Task item: Each line from the one containing "Query string: concrete pier wall" through the end of the entries below must be output exactly; no other line belongs.

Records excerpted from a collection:
*** Block opens ***

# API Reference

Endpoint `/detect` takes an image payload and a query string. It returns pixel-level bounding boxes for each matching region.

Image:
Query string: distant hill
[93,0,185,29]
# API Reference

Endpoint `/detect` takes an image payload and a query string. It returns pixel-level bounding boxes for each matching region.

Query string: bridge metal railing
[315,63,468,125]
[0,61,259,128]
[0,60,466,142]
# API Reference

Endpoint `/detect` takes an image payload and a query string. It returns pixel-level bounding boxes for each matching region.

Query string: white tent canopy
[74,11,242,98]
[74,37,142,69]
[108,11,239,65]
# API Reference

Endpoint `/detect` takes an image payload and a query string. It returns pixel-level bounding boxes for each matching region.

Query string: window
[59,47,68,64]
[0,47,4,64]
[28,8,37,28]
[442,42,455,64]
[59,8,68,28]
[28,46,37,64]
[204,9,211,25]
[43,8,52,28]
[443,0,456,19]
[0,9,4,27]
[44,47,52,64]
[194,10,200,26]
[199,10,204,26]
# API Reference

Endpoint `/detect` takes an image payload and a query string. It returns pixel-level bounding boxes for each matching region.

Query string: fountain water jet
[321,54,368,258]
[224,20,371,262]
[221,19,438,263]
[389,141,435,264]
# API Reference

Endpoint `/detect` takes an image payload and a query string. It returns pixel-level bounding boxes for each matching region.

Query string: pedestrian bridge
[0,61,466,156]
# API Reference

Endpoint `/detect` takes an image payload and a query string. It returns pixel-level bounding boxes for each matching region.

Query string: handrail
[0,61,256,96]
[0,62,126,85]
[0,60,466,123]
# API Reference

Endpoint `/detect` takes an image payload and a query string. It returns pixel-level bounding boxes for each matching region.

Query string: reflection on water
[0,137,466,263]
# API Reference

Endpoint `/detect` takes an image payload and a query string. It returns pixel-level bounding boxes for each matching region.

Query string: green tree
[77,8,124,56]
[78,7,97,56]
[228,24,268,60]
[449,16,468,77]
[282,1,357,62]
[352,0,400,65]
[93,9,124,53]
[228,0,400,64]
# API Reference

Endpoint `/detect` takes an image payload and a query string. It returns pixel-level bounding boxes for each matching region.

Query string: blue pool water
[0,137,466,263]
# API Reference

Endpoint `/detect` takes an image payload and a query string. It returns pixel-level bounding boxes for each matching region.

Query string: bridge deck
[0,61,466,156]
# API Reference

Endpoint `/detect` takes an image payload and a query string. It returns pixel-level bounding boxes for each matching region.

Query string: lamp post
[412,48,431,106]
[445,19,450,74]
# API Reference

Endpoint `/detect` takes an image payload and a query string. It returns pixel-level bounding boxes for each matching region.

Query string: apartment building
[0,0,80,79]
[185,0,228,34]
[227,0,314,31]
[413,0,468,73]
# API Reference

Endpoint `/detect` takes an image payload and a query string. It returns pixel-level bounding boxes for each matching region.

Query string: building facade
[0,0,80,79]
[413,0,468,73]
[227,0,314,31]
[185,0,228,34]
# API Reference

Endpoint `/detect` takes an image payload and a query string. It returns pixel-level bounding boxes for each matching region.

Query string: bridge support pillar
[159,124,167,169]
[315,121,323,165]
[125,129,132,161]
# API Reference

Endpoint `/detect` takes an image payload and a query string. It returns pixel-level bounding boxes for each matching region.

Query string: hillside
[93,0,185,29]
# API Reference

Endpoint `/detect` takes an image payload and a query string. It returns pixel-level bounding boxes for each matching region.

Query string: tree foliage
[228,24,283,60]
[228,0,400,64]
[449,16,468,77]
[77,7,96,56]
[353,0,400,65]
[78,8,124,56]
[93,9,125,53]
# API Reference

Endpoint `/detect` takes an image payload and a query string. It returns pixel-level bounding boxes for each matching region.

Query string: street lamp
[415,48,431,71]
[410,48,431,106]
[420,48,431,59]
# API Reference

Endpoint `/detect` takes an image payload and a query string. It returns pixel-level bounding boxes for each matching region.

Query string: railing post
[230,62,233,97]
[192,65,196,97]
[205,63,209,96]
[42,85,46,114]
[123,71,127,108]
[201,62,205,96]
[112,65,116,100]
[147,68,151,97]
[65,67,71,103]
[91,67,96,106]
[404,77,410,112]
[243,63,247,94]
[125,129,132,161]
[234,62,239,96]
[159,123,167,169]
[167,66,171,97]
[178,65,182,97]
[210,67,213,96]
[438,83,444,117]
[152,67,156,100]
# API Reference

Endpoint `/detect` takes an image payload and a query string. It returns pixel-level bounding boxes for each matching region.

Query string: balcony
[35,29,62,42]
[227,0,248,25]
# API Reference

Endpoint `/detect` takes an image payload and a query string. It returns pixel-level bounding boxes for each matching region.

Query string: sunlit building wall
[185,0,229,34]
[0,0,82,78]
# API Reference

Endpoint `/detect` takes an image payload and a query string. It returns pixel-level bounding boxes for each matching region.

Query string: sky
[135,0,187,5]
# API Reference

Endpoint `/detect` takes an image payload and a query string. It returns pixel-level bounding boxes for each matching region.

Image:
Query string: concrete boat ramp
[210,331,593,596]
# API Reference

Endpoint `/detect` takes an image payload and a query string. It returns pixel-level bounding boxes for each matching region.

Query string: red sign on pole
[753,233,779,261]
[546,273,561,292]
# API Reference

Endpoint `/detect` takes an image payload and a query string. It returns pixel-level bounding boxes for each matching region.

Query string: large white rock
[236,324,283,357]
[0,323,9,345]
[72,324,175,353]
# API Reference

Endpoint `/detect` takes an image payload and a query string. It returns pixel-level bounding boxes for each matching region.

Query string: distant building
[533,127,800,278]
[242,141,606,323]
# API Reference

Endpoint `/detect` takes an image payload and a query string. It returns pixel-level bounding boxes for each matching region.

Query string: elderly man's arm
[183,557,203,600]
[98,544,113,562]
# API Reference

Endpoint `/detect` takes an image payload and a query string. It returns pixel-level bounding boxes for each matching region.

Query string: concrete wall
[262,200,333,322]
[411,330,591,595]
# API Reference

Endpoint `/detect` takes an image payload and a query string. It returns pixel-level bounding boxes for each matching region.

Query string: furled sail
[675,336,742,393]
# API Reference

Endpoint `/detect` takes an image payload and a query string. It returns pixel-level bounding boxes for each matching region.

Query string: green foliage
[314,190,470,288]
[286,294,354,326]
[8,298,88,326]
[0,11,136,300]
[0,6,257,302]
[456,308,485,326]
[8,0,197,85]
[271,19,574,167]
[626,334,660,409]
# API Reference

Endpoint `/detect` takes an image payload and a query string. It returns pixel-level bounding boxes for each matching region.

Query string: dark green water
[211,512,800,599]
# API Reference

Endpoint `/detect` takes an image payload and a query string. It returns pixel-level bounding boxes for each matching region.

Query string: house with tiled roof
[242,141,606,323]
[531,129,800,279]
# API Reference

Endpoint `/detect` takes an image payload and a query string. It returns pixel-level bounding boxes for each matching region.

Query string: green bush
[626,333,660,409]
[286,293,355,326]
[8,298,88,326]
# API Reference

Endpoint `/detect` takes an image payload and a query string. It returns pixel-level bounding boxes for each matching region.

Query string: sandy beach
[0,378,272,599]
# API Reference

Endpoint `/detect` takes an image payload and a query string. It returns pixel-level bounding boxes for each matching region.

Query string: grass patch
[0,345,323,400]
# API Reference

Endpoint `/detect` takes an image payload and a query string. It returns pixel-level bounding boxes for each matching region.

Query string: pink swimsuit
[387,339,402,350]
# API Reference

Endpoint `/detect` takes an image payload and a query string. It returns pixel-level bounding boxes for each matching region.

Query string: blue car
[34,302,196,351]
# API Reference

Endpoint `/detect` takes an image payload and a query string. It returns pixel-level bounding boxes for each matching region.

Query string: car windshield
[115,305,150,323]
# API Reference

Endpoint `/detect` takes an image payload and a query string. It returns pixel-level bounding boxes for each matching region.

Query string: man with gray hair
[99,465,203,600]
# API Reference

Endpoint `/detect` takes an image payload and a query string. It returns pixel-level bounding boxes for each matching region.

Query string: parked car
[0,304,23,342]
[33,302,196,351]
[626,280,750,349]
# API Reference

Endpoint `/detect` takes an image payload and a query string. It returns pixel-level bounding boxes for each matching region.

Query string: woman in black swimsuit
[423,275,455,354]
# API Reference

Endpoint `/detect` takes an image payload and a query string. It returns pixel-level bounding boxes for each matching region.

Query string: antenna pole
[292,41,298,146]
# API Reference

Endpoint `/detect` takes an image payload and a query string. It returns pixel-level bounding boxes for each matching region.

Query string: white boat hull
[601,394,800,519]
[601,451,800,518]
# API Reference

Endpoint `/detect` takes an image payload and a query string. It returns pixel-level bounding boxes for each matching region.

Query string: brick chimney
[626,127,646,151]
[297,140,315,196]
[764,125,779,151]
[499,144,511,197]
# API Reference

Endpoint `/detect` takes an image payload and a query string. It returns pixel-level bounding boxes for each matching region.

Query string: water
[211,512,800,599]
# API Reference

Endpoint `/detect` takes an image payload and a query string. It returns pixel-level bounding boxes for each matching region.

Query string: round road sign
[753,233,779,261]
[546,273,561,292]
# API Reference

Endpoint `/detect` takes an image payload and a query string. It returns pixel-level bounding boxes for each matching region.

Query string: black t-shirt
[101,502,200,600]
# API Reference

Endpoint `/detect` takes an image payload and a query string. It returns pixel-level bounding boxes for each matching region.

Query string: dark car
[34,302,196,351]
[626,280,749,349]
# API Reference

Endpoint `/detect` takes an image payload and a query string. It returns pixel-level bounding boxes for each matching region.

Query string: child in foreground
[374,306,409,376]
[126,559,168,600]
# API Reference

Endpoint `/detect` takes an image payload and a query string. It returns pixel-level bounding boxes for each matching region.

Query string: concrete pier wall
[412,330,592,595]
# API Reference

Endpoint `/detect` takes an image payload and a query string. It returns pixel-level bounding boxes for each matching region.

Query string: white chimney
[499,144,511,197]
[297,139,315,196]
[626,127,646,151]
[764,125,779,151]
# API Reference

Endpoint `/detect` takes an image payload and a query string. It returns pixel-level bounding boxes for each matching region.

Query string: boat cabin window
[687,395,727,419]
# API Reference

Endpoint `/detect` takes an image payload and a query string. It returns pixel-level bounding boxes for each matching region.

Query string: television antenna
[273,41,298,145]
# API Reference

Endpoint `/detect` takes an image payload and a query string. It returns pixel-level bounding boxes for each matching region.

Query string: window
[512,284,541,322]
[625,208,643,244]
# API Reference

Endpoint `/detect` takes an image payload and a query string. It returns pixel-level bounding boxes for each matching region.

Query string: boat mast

*** Block closes ***

Exercise result:
Query string: concrete pier wall
[412,330,592,595]
# API Reference

Endpoint `/detect` takes an image payload and a query string. It returns pixel-level bounding boxes for each matching region.

Query string: white chimney
[499,144,511,197]
[297,139,315,196]
[626,127,646,151]
[764,125,779,151]
# API Reference

Endpoint `/detect` takes an image payload and a query string. It returns pixel-level bounding boxes for each matching region.

Query string: boat cabin window
[687,395,727,419]
# API Reference

Endpoint `/detect` takes an image payload and a query string. It returns pixel-level bounding boxes for each matching region.

Query string: television antenna
[273,41,298,145]
# API Reference

Endpoint `/detect` takes an image payload and a query string. It returns pixel-level bounding boxes for each matching region.

Query string: window
[512,284,541,322]
[625,208,643,244]
# API Reference

Endpoint `/detect` takes an image payload and a query string. It returns pixel-level bounding boxes for each matching region.

Query string: boat mast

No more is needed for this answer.